**Excerpt**
——
The “Chemicals and Waste” sub-programme assists countries and regions in managing, within a life-cycle approach, chemical substances and waste that have potential to cause adverse impact on environment and human health. 

These include:

  • Persistent, bioaccumulative and toxic substances (PBTs);
  • Chemicals that are carcinogens or mutagens or that adversely affect the reproductive, endocrine, immune, or nervous systems;
  • Chemicals that have immediate hazards (acutely toxic, explosives, corrosives);
  • Chemicals of global concern such as persistent organic pollutants (POPs), greenhouse gases and ozone-depleting substances (ODS)
  • Healthcare wastes
  • E-wastes.

UNEP has facilitated the negotiations of a number of international treaties on chemicals and waste, and hosts the secretariats of:

Background on Harmful Substances and Hazardous Waste (HSHW)

Chemicals are an integral part of everyday life with over 100,000 different substances in use. Industries producing and using these substances have an enormous impact on employment, trade and economic growth worldwide. There is hardly any industry where chemical substances are not implicated and there is no single economic sector where chemicals do not play an important role.

However, besides the benefits from chemicals it is increasingly recognized that they also have the potential to adversely impact human health and the environment if not managed properly. The health related effects range from acute poisoning to long term effects, such as cancers, birth defects, neurological disorders, and hormone-disruption.

Environmental effects range from effects on sensitive species / ecosystems, to large scale issues such as eutrophication of water bodies and stratospheric ozone depletion. Chemicals contamination is wide spread both on land and in water. People are exposed through occupational activities as well as in daily life through intake of contaminated drinking water, ingestion of contaminated food (e.g. fish contaminated with mercury, DDT and/or PCBs), inhalation of polluted air (outdoor as well as indoor), and through direct skin contact.

Meanwhile, the continued growth pattern of global production, trade and use of chemicals exerts an increasing chemicals management burden on the developing countries and those with economies in transition that have the least capacities to deal with such complex challenges. By 2020, developing countries are expected to lead the world in growth rate for high volume industrial chemicals, increasing their share of world chemicals production to 31 %. Chemical consumption in developing countries is likewise growing much faster than in developed countries and could account for a third of global consumption by 2020. Sustainable use of chemicals is an issue that needs urgent attention in these countries not to endanger ecosystems, environmental resources, and the livelihoods and health of future generations.

While chemicals are major contributors to national economies, they require sound management throughout their life cycle. Otherwise, in addition to the benefits, they will pose significant risks to human health and the environment and result in significant costs to national economies. There is an established link between the condition of poverty and increased risks of exposure to toxic and hazardous chemicals, as they affect predominantly the poor who routinely face unacceptable high risk of poisoning because of their occupation, living location and lack of knowledge of proper chemicals management. 

The global economy is also seeing a rapid increase in generation of hazardous wastes. These wastes not only pose risks and hazards because of their nature but also have the potential to contaminate large quantities of otherwise non-hazardous wastes if allowed to get mixed. Thus proper segregation, treatment and disposal of hazardous wastes are of paramount importance.

Although most of the conventional hazardous wastes are produced in industrial and manufacturing operations, significant amounts are also generated in non-industrial sectors, including sludge from waste water treatment plants, waste oils, and waste batteries.
——
**About this exercise**
According to the excerpt on chemicals and waste, what share of world chemicals production are developing countries expected to reach by 2020?

**Collection entries**
——
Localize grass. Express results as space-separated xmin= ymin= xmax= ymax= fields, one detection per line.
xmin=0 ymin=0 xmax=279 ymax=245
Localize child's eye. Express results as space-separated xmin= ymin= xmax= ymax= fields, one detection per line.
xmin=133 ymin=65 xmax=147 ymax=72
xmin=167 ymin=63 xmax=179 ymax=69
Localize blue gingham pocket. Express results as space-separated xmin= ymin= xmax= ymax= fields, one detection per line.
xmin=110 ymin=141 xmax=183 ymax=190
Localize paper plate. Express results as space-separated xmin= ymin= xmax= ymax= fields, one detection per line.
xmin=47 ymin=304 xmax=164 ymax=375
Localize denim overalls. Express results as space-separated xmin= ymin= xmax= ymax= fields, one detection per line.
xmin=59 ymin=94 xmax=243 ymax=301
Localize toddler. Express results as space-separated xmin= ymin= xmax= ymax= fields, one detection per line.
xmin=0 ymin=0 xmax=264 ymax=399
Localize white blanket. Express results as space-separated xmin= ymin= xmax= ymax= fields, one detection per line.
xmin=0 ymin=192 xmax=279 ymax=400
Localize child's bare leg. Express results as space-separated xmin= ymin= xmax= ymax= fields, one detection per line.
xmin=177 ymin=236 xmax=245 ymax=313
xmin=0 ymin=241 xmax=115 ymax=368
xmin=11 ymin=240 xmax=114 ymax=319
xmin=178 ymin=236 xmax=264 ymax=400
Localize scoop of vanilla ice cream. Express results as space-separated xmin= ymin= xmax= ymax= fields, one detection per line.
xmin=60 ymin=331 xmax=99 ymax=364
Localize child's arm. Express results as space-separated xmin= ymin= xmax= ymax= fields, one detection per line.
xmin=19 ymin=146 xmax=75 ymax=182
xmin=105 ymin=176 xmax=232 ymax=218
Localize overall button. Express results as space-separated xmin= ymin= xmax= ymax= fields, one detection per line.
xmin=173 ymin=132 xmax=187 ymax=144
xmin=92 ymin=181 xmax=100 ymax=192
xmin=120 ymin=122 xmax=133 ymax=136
——
**Task output**
31 %